(Selected passage):
================

[ 
https://issues.apache.org/jira/browse/CASSANDRA-19483?page=com.atlassian.jira.plugin.system.issuetabpanels:comment-tabpanel&focusedCommentId=17886514#comment-17886514
 ] 

David Capwell commented on CASSANDRA-19483:
-------------------------------------------

been speaking with [~smiklosovic] in slack, trying to dump that conversation 
here.

The main patch is 
https://github.com/instaclustr/cassandra/commit/fe0de74de0cfa289a09cfb2d16dc622f212a5267#diff-1807ebb9d586d616b71765b94be9b6f981a018f43368416a9e294dfae1ecf402R84,
 which is a simplification of the PR linked.

The change would now log the following each time the protocol magic is found

{code}
noSpam1m.warn("Failed to properly handshake with peer " + 
channel.remoteAddress() + ". Closing the channel. Invalid legacy protocol 
magic. {}",
                        cause.getMessage());
{code}

this would be a regression to the internode_error_reporting_exclusions config 
as it would log regardless of what that config says.

================

Recorded data:
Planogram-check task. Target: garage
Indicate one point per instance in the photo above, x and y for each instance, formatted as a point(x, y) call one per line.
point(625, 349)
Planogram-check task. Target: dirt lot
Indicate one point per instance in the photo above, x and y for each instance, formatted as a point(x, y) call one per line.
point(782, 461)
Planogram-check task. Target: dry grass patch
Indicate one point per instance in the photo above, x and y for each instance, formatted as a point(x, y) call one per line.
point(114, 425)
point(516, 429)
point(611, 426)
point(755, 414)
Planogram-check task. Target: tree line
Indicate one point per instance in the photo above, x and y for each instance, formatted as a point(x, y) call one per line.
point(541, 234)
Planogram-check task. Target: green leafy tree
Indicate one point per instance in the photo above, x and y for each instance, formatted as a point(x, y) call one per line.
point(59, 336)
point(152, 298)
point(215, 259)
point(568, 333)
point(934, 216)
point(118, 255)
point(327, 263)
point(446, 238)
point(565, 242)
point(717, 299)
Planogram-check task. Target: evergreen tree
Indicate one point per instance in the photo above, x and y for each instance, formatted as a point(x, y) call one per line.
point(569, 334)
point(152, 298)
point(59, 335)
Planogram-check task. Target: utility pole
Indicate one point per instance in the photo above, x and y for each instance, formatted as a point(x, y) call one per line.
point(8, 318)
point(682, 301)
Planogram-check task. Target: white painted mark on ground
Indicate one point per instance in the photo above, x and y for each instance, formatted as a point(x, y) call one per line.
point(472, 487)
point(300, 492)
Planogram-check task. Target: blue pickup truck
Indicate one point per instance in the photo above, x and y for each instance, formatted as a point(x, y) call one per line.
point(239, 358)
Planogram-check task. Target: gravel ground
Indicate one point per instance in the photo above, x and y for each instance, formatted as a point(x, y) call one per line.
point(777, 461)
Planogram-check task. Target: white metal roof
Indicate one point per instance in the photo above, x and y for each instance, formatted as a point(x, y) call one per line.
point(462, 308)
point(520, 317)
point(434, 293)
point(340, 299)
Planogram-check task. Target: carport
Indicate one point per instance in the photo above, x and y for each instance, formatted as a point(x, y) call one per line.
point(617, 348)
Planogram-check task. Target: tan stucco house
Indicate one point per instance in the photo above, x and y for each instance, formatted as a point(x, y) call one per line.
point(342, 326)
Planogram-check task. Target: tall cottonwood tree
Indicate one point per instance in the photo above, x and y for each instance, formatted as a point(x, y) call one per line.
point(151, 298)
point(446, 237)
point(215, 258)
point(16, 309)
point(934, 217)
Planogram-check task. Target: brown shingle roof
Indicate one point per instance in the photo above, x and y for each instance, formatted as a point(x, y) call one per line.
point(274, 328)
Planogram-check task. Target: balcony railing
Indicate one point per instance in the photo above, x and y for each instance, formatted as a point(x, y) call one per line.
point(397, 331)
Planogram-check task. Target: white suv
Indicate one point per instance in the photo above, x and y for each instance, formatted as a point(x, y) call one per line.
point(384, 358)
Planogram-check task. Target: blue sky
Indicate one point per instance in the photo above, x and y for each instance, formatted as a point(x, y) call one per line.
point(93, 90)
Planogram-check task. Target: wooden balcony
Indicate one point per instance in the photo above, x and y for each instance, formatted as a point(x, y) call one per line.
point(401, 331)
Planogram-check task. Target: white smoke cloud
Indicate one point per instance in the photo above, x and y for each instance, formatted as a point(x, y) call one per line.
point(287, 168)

================

(The tasks):
1 – Answer these about the CASSANDRA-19483 comment:
(a) Who has the commenter been speaking with in Slack?
(b) When would the change log its warning?
(c) Which config would the change be a regression to?
2 – Can you write out the CASSANDRA-19483 comment word for word, starting at "been speaking with" and ending at "the PR linked."?
3 – Can you resume the CASSANDRA-19483 comment and carry it on past its final sentence?

(Response list):
1 –
(a) smiklosovic
(b) Each time the protocol magic is found
(c) internode_error_reporting_exclusions

2 –
been speaking with [~smiklosovic] in slack, trying to dump that conversation 
here.

The main patch is 
https://github.com/instaclustr/cassandra/commit/fe0de74de0cfa289a09cfb2d16dc622f212a5267#diff-1807ebb9d586d616b71765b94be9b6f981a018f43368416a9e294dfae1ecf402R84,
 which is a simplification of the PR linked.

3 –
I am honestly fine with a new config that lets you opt into this behavior, 
something like the following (100% open to names)

{code}
private void exceptionCaught(Channel channel, Throwable cause)
        {
            final SocketAddress remoteAddress = channel.remoteAddress();
            boolean reportingExclusion = 
DatabaseDescriptor.getInternodeErrorReportingExclusions().contains(remoteAddress);

            if (reportingExclusion)
                logger.debug("Excluding internode exception for {}; address 
contained in internode_error_reporting_exclusions", remoteAddress, cause);
            else if (cause instanceof Message.InvalidLegacyProtocolMagic && 
DatabaseDescriptor.getInvalidLegacyProtocolMagicNoSpamEnabled())
                noSpam1m.warn("Failed to properly handshake with peer " + 
channel.remoteAddress() + ". Closing the channel. Invalid legacy protocol 
magic. {}",
                        cause.getMessage());
            else
                logger.error("Failed to properly handshake with peer {}. 
Closing the channel.", remoteAddress, cause);
{code}

with the above we don't change the behavior unless you opt in, and it plays 
nicely with the existing internode_error_reporting_exclusions logic.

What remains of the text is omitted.